**CONSIGNE DONNÉE 1:**
D'après l'extrait sur Luis Mazzantini, comment Jean-François Batté le qualifie-t-il dans son ouvrage ?
**CONSIGNE DONNÉE 2:**
Dans l'extrait sur Luis Mazzantini, relevez toutes les occasions hors d'Espagne où la même supposée influence maçonnique a été évoquée.

**EXTRAIT CHOISI:**
L'on pourra toutefois regretter qu'il n'en soit pas écrit de réels détails sur les supposées influences de la franc-maçonnerie envers les prestations tauromachiques de Don Luis, puisque ceci est avancé dans l'ouvrage. La carrière taurine que nous connaissons du maestro, serait une nouvelle fois le résultat d'une influence de ses frères francs-maçons envers le monde taurin afin de lui obtenir des contrats. Sachant que aussi bien chez les taurinos que chez les contempteurs de l'art de Cuchares, les francs-maçons y furent présents, l'on éprouve quelques difficultés aujourd'hui à penser à une influence quelconque de la franc-maçonnerie espagnole sur la carrière tauromachique de Luis Mazzantini. Cela aurait fait grand bruit, mais aussi cela serait définitivement connu à ce jour. Hors, l'on ne peut que constater qu'il ne s'agit que de suppositions reprises depuis les années 1880, soit cent trente ans environ, et jamais véritablement prouvées. L'on peut même s'interroger sur l'origine de ces accusations, car Luis Mazzantini brisait l'image socialement admise des toreros, de plus il n'était pas espagnol pure souche, il fallait donc bien donner des explications sur la carrière taurine réussie d'un homme que rien ne semblait réellement destiner aux ruedos. Quoi de plus facile et pratique, que de songer à une influence maçonnique, un complot, afin d'imposer l'un des leurs, puisque Don Luis était lui-même franc-maçon ?
Bien entendu, cette supposée influence ne s'arrêtait pas aux frontières ibériques, la présence aux cartels parisien du diestro, ainsi qu'à l'inauguration de la plaza de toros de Oran, pour ne mentionner que ces deux exemples, a soulevé le même fantasme de la part de certaines personne de ce côté des Pyrénées. Que dire aussi des propos identiques suite à ses diverses rencontres lors de ses voyages outre Atlantique, comme nous l'avons déjà relevé sur ces colonnes.

Les fantasmes qui entourent encore la carrière tauromachique de Luis Mazzantini, n'empêchent en aucun cas de le considérer, comme le fait Jean-François Batté dans son ouvrage, comme étant l'ultime torero politique.

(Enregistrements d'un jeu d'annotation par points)
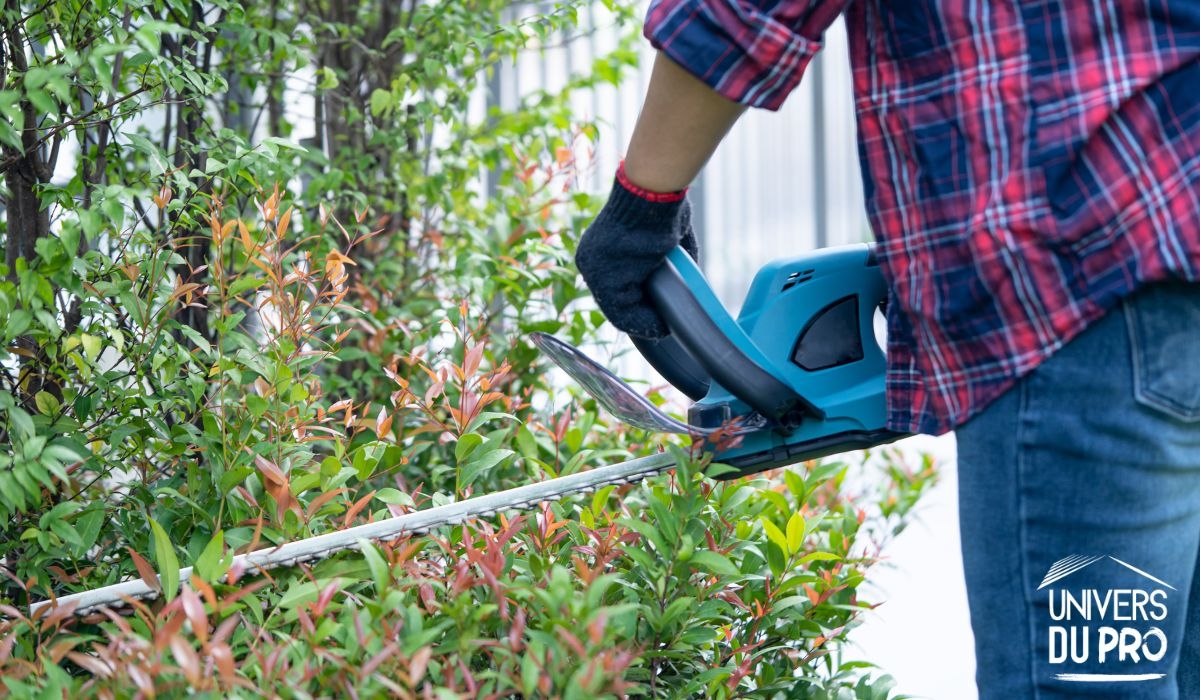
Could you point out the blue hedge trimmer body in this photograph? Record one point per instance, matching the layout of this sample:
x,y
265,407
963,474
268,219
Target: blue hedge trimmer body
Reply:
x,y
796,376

--

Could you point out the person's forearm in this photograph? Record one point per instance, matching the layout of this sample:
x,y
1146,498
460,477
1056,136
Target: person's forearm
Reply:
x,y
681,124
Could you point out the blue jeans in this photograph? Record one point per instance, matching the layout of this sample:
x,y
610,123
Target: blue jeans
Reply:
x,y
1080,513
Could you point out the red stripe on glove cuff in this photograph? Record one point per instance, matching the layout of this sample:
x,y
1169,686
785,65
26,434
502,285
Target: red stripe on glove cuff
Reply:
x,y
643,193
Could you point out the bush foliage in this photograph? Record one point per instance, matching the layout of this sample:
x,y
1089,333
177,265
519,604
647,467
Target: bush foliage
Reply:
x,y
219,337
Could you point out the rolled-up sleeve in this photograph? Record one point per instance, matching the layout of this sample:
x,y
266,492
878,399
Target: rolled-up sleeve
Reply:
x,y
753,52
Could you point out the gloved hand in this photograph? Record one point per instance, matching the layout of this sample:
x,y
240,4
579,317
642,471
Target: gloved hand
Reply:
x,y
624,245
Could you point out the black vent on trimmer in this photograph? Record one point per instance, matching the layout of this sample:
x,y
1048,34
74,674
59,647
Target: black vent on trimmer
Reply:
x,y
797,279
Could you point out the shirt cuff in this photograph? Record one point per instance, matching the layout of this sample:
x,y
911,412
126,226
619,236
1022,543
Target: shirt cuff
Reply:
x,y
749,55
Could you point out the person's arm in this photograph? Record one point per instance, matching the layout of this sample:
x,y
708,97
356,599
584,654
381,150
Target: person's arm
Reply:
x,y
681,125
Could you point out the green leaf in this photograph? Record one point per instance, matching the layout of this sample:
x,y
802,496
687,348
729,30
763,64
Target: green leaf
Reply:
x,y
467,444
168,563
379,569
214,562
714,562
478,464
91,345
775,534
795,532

...

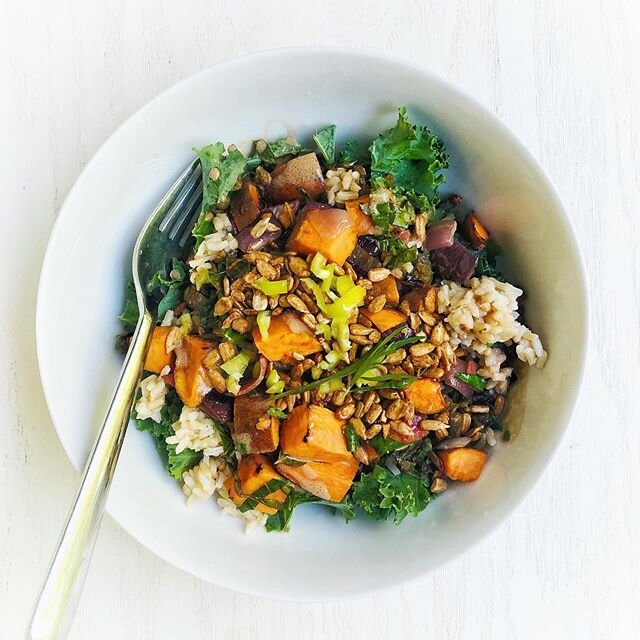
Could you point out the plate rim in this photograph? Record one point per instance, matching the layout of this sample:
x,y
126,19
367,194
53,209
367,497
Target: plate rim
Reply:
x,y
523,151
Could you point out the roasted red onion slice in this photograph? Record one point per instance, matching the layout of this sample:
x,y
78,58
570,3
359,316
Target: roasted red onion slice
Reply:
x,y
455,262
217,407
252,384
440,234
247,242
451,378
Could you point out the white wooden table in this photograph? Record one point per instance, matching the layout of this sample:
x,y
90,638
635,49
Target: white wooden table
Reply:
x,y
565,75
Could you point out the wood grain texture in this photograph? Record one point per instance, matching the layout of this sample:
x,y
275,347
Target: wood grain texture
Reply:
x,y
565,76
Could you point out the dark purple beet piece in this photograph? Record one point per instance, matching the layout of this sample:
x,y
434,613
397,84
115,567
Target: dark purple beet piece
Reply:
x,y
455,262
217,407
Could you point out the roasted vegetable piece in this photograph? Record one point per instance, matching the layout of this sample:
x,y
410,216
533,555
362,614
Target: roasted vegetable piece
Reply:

**RÉPONSE FINALE 1:**
Il le considère comme l'ultime torero politique.

**RÉPONSE FINALE 2:**
- Sa présence aux cartels parisiens
- L'inauguration de la plaza de toros d'Oran
- Ses rencontres lors de ses voyages outre-Atlantique